=== 文書 ===

2022年10月13日(木)、岡山大学准教授中山芳一先生と、福井県立丸岡高等学校みらい共創コース長小林直彦先生をお招きし、オンラインにて『学びに向かう力の育成とその評価について考える』を開催いたしました。ご講演とご対談の内容をレポートいたします。

講師紹介

中山 芳一(ナカヤマ ヨシカズ)先生
岡山大学教育推進機構 准教授(教育方法学)。
「今未来手帳」監修者。岡山県教委夢育アドバイザー。初年次キャリア教育を岡山大学全1年生に提供。近著(共著)『「ドラゴン桜」に学ぶやりたくないことでも結果を出す技術 東大メンタル』は、出版後数週間で再版。2018年に発刊された著書「学力テストで測れない非認知能力が子どもを伸ばす」は2022年現在、七版に至る。全国の中・高校で「学びに向かう力」の育成とその評価に関し、日々支援している。

小林 直彦(コバヤシ ナオヒコ)先生
福井県立丸岡高等学校 みらい共創コース長。
上級CST(コア・サイエンス・ティーチャー)・2030SDGsゲーム公認ファシリテーター。2016年度から活用している「今未来手帳(カスタマイズ版)」で、メタ認知能力および自己管理能力の育成に取り組む。今年度からは新コースを設置、新たに学校設定教科「みらい」をスタートさせる。昨年度から導入されたひとり一台のChromebookも本格的な活用が始まり、手帳(手書き)とICTを相補的に活用した指導に取り組み、その事例や有効性をもとに、新教育課程で重要視される「学びに向かう力」をICT×手書きの活用でどう育成するかを日々現場で実践・研究している。

研究会レポート

講演の主な内容

  • 非認知能力の育成と評価の視点から(中山芳一先生)
  • 「今未来手帳」とICTを併用した実践について(小林直彦先生)
  • 中山芳一先生×小林直彦先生 ご対談

非認知能力の育成と評価の視点から(中山芳一先生)

「非認知能力」について

まず中山先生から、狭義の学力など客観的な点数にできる力である認知能力に対して、非認知能力は主観的な点数にすることは可能だが客観的な点数にできない力であること。そして、新しい学習指導要領は、非認知能力に厚みのある3つの柱の力として、「学びに向かう力(非認知能力)」「知識・技能(認知能力)」「思考力・判断力・表現力(認知&非認知能力)」をあげていることをお話しいただきました。

非認知能力を意識した大学入試

大学入試でも、小論文、プレゼンテーション、ディスカッションを必要とするなど、非認知能力を意識した出題に変わり始めているそうです。教育大学の例では、中山先生の著書である「学力テストで測れない非認知能力は子どもを伸ばす」の一部を引用し、自身が教職に就いたらどのように生徒に関わっていくかという内容を問う小論文問題が出題されました。インプットのみ続けた生徒にはハードルが高い問題が増え、今後はさらにその傾向が高まっていくだろうとお感じになっているそうです。

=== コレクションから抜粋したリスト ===
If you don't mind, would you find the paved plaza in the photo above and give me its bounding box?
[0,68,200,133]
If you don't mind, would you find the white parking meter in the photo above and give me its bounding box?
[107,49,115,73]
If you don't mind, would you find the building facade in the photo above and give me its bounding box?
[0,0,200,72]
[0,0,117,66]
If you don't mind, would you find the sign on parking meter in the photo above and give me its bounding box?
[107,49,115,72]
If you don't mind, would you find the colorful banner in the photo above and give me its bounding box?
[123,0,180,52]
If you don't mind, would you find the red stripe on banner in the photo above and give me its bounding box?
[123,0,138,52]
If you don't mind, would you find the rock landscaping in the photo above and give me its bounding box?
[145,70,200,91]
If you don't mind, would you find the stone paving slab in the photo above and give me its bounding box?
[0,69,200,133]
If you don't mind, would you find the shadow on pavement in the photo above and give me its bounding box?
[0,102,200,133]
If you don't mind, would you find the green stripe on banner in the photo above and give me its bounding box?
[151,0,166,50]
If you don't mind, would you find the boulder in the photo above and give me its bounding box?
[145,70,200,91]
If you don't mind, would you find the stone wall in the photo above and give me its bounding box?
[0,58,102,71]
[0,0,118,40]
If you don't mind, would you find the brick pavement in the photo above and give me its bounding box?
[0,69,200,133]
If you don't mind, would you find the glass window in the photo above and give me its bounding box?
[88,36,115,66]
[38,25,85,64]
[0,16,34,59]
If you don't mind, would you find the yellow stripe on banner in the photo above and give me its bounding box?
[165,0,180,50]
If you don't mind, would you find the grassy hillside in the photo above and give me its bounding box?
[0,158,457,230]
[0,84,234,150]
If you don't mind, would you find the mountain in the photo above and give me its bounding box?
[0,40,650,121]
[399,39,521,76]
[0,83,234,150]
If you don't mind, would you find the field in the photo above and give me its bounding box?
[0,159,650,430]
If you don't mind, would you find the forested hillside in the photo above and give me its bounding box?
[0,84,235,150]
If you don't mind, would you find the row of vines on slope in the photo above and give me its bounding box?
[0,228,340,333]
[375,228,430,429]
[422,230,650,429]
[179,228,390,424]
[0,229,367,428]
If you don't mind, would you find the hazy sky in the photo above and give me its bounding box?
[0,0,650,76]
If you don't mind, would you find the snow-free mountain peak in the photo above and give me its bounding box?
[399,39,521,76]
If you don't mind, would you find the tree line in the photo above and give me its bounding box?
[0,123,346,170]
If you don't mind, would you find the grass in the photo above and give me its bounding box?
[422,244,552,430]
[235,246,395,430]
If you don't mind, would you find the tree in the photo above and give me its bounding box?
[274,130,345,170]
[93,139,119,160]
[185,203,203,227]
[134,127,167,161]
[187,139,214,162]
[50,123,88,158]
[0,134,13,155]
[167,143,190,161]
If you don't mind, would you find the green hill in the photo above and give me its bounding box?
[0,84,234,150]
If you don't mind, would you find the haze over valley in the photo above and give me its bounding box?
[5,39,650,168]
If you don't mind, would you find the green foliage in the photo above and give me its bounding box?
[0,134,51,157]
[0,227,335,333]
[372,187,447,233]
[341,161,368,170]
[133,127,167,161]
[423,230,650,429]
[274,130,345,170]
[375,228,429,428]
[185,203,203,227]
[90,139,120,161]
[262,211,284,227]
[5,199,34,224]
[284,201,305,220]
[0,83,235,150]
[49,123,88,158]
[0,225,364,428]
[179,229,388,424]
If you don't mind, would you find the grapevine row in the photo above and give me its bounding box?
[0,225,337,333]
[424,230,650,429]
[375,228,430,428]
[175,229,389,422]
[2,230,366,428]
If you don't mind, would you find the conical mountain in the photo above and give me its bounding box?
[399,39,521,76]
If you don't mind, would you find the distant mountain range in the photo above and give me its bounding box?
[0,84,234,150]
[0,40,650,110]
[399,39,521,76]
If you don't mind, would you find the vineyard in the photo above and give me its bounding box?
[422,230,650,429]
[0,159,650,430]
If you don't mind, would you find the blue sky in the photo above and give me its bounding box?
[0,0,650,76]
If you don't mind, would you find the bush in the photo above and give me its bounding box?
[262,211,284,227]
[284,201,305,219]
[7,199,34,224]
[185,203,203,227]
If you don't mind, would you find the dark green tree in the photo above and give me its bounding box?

=== 作業指示 ===
文書の中で新しい学習指導要領があげているとされる3つの柱の力を、すべて挙げよ。

=== 結果 ===
・学びに向かう力(非認知能力)
・知識・技能(認知能力)
・思考力・判断力・表現力(認知&非認知能力)